From the shawm forum thread below, extract everything from "Somehow I feel" down to "learn this thing.".

TEXT SEGMENT →
========================================================================

# Shot in the dark: Shawm



## M. LeRenard (May 2, 2008)

Somehow I feel that this thread is going to end up with zero replies, but...
I bought a shawm on my recent excursion into Morocco, and was expecting to be able to easily find a fingering chart for it.  Well, that's not the case: don't think many people play the damn thing anymore, and those who do are traditional musicians from countries like... Morocco, and so learn how to play it from other folks who can play it.
And the other issue is that I'm not exactly certain what kind of shawm it is (alto, tenor, whatever kinds of shawm there happen to be).  So my two questions are:
1)Based on the attached picture, what the hell is this thing I bought?
2)Does anyone on this forum know how to play it, and could you send me a fingering chart?

Thanks a million if anyone can answer even one of those questions.  I don't want to have to end up buying a 'how to play' book so I can learn this thing.


----------



## Toraie (May 2, 2008)

========================================================================

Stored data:
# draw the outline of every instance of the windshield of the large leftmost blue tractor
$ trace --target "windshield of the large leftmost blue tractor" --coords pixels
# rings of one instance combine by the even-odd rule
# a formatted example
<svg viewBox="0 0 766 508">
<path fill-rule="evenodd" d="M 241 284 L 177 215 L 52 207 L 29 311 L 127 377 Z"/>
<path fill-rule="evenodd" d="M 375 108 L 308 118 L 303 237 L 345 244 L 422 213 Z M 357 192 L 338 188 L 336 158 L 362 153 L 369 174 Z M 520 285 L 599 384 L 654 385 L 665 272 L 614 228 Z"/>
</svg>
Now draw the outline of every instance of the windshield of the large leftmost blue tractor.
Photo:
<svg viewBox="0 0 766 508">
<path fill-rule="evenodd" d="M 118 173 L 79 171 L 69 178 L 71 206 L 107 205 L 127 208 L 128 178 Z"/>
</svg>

========================================================================

OUTPUT FOR THIS TASK →
Somehow I feel that this thread is going to end up with zero replies, but...
I bought a shawm on my recent excursion into Morocco, and was expecting to be able to easily find a fingering chart for it.  Well, that's not the case: don't think many people play the damn thing anymore, and those who do are traditional musicians from countries like... Morocco, and so learn how to play it from other folks who can play it.
And the other issue is that I'm not exactly certain what kind of shawm it is (alto, tenor, whatever kinds of shawm there happen to be).  So my two questions are:
1)Based on the attached picture, what the hell is this thing I bought?
2)Does anyone on this forum know how to play it, and could you send me a fingering chart?

Thanks a million if anyone can answer even one of those questions.  I don't want to have to end up buying a 'how to play' book so I can learn this thing.